» **Given records**:
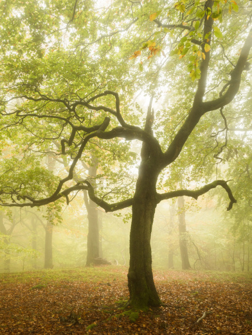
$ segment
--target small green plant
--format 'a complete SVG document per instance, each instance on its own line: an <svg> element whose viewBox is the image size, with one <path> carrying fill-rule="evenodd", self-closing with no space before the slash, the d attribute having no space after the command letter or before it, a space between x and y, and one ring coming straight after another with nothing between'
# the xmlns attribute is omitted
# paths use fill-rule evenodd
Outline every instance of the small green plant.
<svg viewBox="0 0 252 335"><path fill-rule="evenodd" d="M117 314L115 315L115 317L118 318L121 317L122 316L128 316L130 321L135 322L139 317L139 314L136 311L130 309L130 310L126 310L124 312L122 312L122 313Z"/></svg>

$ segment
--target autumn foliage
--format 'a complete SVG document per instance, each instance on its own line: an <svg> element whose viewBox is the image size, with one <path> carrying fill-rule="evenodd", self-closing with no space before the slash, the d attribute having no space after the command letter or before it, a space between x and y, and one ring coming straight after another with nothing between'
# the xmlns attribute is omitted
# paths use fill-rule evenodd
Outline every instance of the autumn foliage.
<svg viewBox="0 0 252 335"><path fill-rule="evenodd" d="M123 308L127 272L104 267L2 275L0 333L250 333L252 285L244 275L155 271L164 305L138 313ZM212 313L196 323L205 311Z"/></svg>

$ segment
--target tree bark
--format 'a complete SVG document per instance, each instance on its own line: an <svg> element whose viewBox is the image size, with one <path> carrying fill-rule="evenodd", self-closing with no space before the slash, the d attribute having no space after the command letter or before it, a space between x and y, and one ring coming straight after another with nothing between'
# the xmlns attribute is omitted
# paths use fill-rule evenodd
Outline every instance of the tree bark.
<svg viewBox="0 0 252 335"><path fill-rule="evenodd" d="M3 212L0 211L0 231L4 235L9 235L10 237L9 232L6 229L5 225L4 224L4 215ZM5 249L5 257L4 257L4 271L5 272L10 272L11 270L11 258L10 256L10 251L8 248L8 246L10 244L10 239L5 237L4 238L4 243L7 246L7 248Z"/></svg>
<svg viewBox="0 0 252 335"><path fill-rule="evenodd" d="M151 234L157 205L155 162L142 160L132 206L128 304L137 309L160 306L152 270Z"/></svg>
<svg viewBox="0 0 252 335"><path fill-rule="evenodd" d="M45 228L45 269L51 269L52 268L52 231L53 225L49 220L47 220Z"/></svg>
<svg viewBox="0 0 252 335"><path fill-rule="evenodd" d="M173 254L174 254L174 246L173 243L171 242L171 236L173 230L173 217L175 215L175 205L171 204L169 207L170 210L170 222L169 224L169 250L168 252L168 269L174 269L173 264Z"/></svg>
<svg viewBox="0 0 252 335"><path fill-rule="evenodd" d="M32 217L31 219L32 226L32 248L34 251L37 251L37 223ZM34 269L37 269L37 257L34 255L32 259L32 266Z"/></svg>
<svg viewBox="0 0 252 335"><path fill-rule="evenodd" d="M100 257L99 247L99 225L97 205L90 199L88 201L86 191L84 191L84 199L88 219L86 266L89 267L95 263L95 259Z"/></svg>
<svg viewBox="0 0 252 335"><path fill-rule="evenodd" d="M98 159L93 155L91 155L91 164L88 169L88 174L95 178L98 168ZM93 187L96 184L95 179L91 182ZM98 217L97 204L89 199L86 191L84 191L84 201L88 212L88 233L87 237L87 254L86 266L89 267L92 264L95 264L101 257L99 241L99 226Z"/></svg>
<svg viewBox="0 0 252 335"><path fill-rule="evenodd" d="M179 234L179 248L182 261L182 269L183 270L188 270L189 269L191 269L191 267L188 257L184 197L178 197L177 201L179 211L178 232Z"/></svg>

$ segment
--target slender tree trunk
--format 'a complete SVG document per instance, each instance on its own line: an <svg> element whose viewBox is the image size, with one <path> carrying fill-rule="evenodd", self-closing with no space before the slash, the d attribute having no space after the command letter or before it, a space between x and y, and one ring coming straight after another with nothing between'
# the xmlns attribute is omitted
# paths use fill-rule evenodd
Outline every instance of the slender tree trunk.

» **Aim**:
Please quote all of the items above word for word, leaving the pictures out.

» **Task solution**:
$ segment
--target small green plant
--format 'a complete SVG document per instance, each instance on its own line: an <svg> element whose viewBox is the image size, with one <path> carrying fill-rule="evenodd", self-closing with no space before the slash, the d attribute having no space after the command letter or before it, a space between x and y, and one ring coming straight after another with nothing between'
# the xmlns attribute is omitted
# paths use fill-rule evenodd
Outline every instance of the small green plant.
<svg viewBox="0 0 252 335"><path fill-rule="evenodd" d="M117 314L115 315L115 317L118 318L121 317L122 316L128 316L130 321L135 322L139 317L139 314L136 311L130 309L130 310L126 310L124 312L122 312L122 313Z"/></svg>

$ segment
--target autumn foliage
--format 'a complete SVG document per instance, each instance on its own line: an <svg> element whose viewBox is the image size, with one <path> carrying fill-rule="evenodd", self-closing with no space before the slash, the d attribute having no space after the command letter or before it, a space between x and y, and one ring coming straight after another with nothing between'
# the xmlns attribute is omitted
# paths use fill-rule evenodd
Outline every instance of the autumn foliage.
<svg viewBox="0 0 252 335"><path fill-rule="evenodd" d="M123 308L127 272L104 267L2 275L0 333L250 333L252 285L244 275L155 271L164 305L138 313ZM212 313L196 323L205 311Z"/></svg>

$ segment
--target tree bark
--format 'a complete SVG document per instance, each instance on its own line: an <svg> element whose viewBox is the image size, with one <path> carrying fill-rule="evenodd", self-closing with no space before the slash, the d attribute having no space after the command letter or before it, a space between x and y, and one ring coming straight after another with nothing between'
# the xmlns attribute is omitted
# paths use fill-rule evenodd
Outline every instance of the tree bark.
<svg viewBox="0 0 252 335"><path fill-rule="evenodd" d="M3 212L0 211L0 231L4 235L9 235L10 237L9 232L6 229L5 225L4 224L4 215ZM5 249L5 257L4 257L4 271L5 272L10 272L11 270L11 258L10 256L10 251L8 248L8 246L10 244L10 239L5 237L4 238L4 243L7 246L7 248Z"/></svg>
<svg viewBox="0 0 252 335"><path fill-rule="evenodd" d="M151 234L157 205L155 162L142 160L132 206L128 304L137 309L160 306L152 270Z"/></svg>
<svg viewBox="0 0 252 335"><path fill-rule="evenodd" d="M45 228L45 269L51 269L52 268L52 231L53 225L49 220L47 220Z"/></svg>
<svg viewBox="0 0 252 335"><path fill-rule="evenodd" d="M173 254L174 254L174 246L173 243L171 242L171 236L173 230L173 217L175 215L175 205L171 204L169 207L170 210L170 222L169 224L169 250L168 252L168 269L174 269L173 264Z"/></svg>
<svg viewBox="0 0 252 335"><path fill-rule="evenodd" d="M32 217L31 219L32 226L32 248L34 251L37 251L37 223ZM34 269L37 269L37 257L34 255L32 259L32 266Z"/></svg>
<svg viewBox="0 0 252 335"><path fill-rule="evenodd" d="M100 257L99 247L99 225L97 205L90 199L88 201L86 191L84 191L84 199L88 219L86 266L89 267L95 263L95 259Z"/></svg>
<svg viewBox="0 0 252 335"><path fill-rule="evenodd" d="M98 159L93 155L91 155L91 164L88 169L88 174L95 178L98 168ZM93 187L96 184L95 179L91 182ZM98 217L97 204L89 199L86 191L84 191L84 201L88 212L88 233L87 237L87 254L86 266L89 267L92 264L95 264L101 257L99 241L99 226Z"/></svg>
<svg viewBox="0 0 252 335"><path fill-rule="evenodd" d="M179 234L179 248L182 261L182 269L183 270L188 270L189 269L191 269L191 267L188 257L184 197L178 197L177 201L179 211L178 232Z"/></svg>

$ segment
--target slender tree trunk
--format 'a complete SVG document per instance, each instance on its own line: an <svg> element whose viewBox is the image size, with one <path> carrying fill-rule="evenodd", self-closing with no space before the slash, the d attribute having no space after the command letter or before it, a space between x and y, and one ring coming straight after another with nothing between'
# the xmlns attribute is omitted
# paths use fill-rule evenodd
Outline every instance of the slender tree trunk.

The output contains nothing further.